### Requests
1. According to the transport committee evidence on direct agreements, what is the term of each Direct Agreement?
2. Write the next passage of the transport committee evidence on direct agreements, picking up after its final sentence.

Select Committee on Transport Written Evidence


Annex A

DIRECT AGREEMENTS

  Agreements have been entered into between the Franchising Director and Porterbrook relating to all the units of New Rolling Stock to be delivered under new Supply Contracts. Each Direct Agreement has a term of 35 years, although certain provisions described below apply for shorter periods and each Direct Agreement applies not only to the New Leases for that New Rolling Stock already entered into but also to certain further leases of the New Rolling Stock entered into during the term of the Direct Agreement. Whilst the Direct Agreement affords some comfort to Porterbrook in the event of the failure of a Lessee, its primary purpose is to enable the SRA in such circumstances to ensure that Porterbrook is obligated for a period to allow existing passenger services to be maintained by SRA or its nominee.

  The Direct Agreements require Porterbrook to notify the Franchising Director before terminating a New Lease. Porterbrook agrees not to terminate any New Lease for a period of at least one month following such notification without the Franchising Director's prior written consent. Unless the Franchising Director gives consent to termination within three business days after the date of receipt of Porterbrook's notice, the Franchising Director must indemnify Porterbrook in respect of any liabilities accruing or arising under the New Lease during the period from the date of notification to the Franchising Director until:

      (i)  the expiry of one month; or

    (ii)  if Porterbrook agrees not to terminate the relevant New Lease by reason of a default in relation to which Porterbrook has been provided with assurances on terms satisfactory to it that such default would be cured, the date on which it has been agreed such default will be cured; or

    (iii)  if a railway administration order is presented in relation to the relevant TOC, the day on which the court grants or refuses the petition.

  If the Franchising Director procures that any default by a TOC is cured within the one month period or provides assurance on terms satisfactory to Porterbrook that such default will be cured by an agreed later date, then Porterbrook has agreed not to terminate the New Lease by reason of such default unless the default is not cured within the relevant period.

  Under the Direct Agreements, Porterbrook has granted the Franchising Director the option, where Porterbrook intends to proceed with a permitted termination of the New Leases in relation to a particular TOC in the above circumstances, to require Porterbrook to grant a new lease to the Franchising Director or its nominee in relation to all (but not some only before 2010) of the Rolling Stock previously the subject of such terminated New Leases.

Collection entries
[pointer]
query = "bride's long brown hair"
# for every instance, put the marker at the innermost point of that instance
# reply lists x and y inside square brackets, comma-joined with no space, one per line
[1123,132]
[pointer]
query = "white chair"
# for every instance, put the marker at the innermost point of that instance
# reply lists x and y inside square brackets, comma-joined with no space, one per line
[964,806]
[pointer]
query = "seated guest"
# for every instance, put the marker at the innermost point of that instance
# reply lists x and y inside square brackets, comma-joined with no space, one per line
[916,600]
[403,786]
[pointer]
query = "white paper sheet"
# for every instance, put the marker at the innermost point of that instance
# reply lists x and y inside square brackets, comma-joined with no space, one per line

--

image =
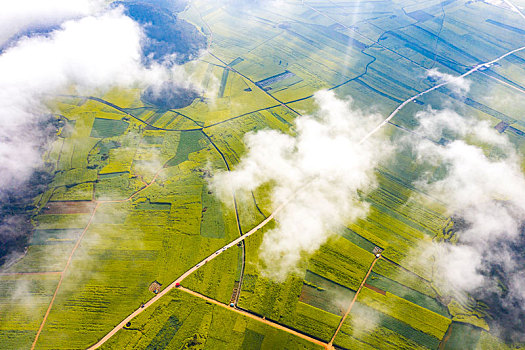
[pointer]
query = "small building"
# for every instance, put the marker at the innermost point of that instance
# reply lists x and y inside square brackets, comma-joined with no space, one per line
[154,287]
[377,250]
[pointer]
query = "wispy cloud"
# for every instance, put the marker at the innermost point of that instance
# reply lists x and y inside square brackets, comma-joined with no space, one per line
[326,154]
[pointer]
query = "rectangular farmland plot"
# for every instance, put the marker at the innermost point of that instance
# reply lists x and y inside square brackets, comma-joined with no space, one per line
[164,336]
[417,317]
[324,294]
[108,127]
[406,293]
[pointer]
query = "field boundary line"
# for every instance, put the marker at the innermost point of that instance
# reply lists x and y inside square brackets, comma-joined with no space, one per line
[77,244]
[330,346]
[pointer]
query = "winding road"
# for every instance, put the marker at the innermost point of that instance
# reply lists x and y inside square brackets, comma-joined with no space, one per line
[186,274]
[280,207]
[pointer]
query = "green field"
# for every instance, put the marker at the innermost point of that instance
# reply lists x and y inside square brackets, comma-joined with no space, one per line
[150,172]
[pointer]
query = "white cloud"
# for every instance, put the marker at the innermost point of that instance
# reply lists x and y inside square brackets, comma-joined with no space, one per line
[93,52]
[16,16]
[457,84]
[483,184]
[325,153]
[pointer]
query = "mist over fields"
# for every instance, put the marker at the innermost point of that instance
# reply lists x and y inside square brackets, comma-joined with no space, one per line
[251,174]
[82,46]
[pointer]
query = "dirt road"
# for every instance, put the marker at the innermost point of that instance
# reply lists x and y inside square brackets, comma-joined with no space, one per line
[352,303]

### Response list
1. 35 years.

2.
  The Franchising Director is required to exercise the above option to take new leases in relation to all items of Rolling Stock used to operate passenger services under a single Franchise Agreement, if, within the previous month, the Franchising Director has exercised any option contained in the OPRAF/ROSCO Agreements (whether or not the one to which Porterbrook is a party) to take a new lease of Rolling Stock used to operate passenger services under the same Franchise Agreement. This requirement applies for a period the length of which differs according to the relevant Direct Agreement and which is less than the 35 year term of each Direct Agreement but which expires no earlier than the expiry date of the relevant New Leases.

  Porterbrook may not terminate any relevant New Lease during the period of a railway administration order without the consent of the Franchising Director, except if a default continues for more than two business days after written notice of the default has been given to the Railway Administrator. In such a case, so far as the Direct Agreement is concerned, the New Lease may be terminated. However, the Direct Agreement expressly states that this right of termination is subject to any further legal requirements for the consent of the railway administrator or the court (as to which, see "Special Considerations—Railway Administration Orders").

  If the Franchising Director serves a notice on Porterbrook that it is terminating a TOC's franchise agreement, Porterbrook has agreed that it will, at the request of the Franchising Director, terminate all of the New Leases of that TOC in relation to New Rolling Stock used to operate passenger services under such franchise agreement. In turn, the Franchising Director, as a condition of termination of such New Leases, has agreed to take new leases of all (but not some only before 2010) of such New Rolling Stock.

  The Franchising Director must exercise the above option to require Porterbrook to terminate the New Leases in relation to all New Rolling Stock used to operate passenger services under a Franchise Agreement if he has exercised any corresponding option under the OPRAF/ROSCO Agreements (whether or not the one to which Porterbrook is a party) to require termination of any lease of rolling stock used to operate passenger services under that same Franchise Agreement. This requirement applies for the period referred to above.

  Any new lease between Porterbrook and the Franchising Director or its nominee entered into in any of the above circumstances will commence on the date of termination of the terminated New Lease and will itself terminate on (i) the date of the next timetable change applicable to the British Railways Industry which falls at least 12 months after the date of termination of the terminated New Lease or (ii), if earlier, the date on which the New Lease would have expired by effluxion of time or (iii) such other date as the Franchising Director and Porterbrook may agree. The Scheduled Rent will not change by virtue of the new lease being entered into.

  The Franchising Director will have the option at any time, on three months' notice to Porterbrook, to extend the term of the new lease so that the extended term expires on the date on which the terminated New Lease would have expired by effluxion of time. For the period referred to above, any such extension must be in relation to all of the New Rolling Stock comprised in the new lease. Thereafter, the Franchising Director may exercise the option to extend the term of the new lease in relation to any, but not necessarily all, of the relevant New Rolling Stock.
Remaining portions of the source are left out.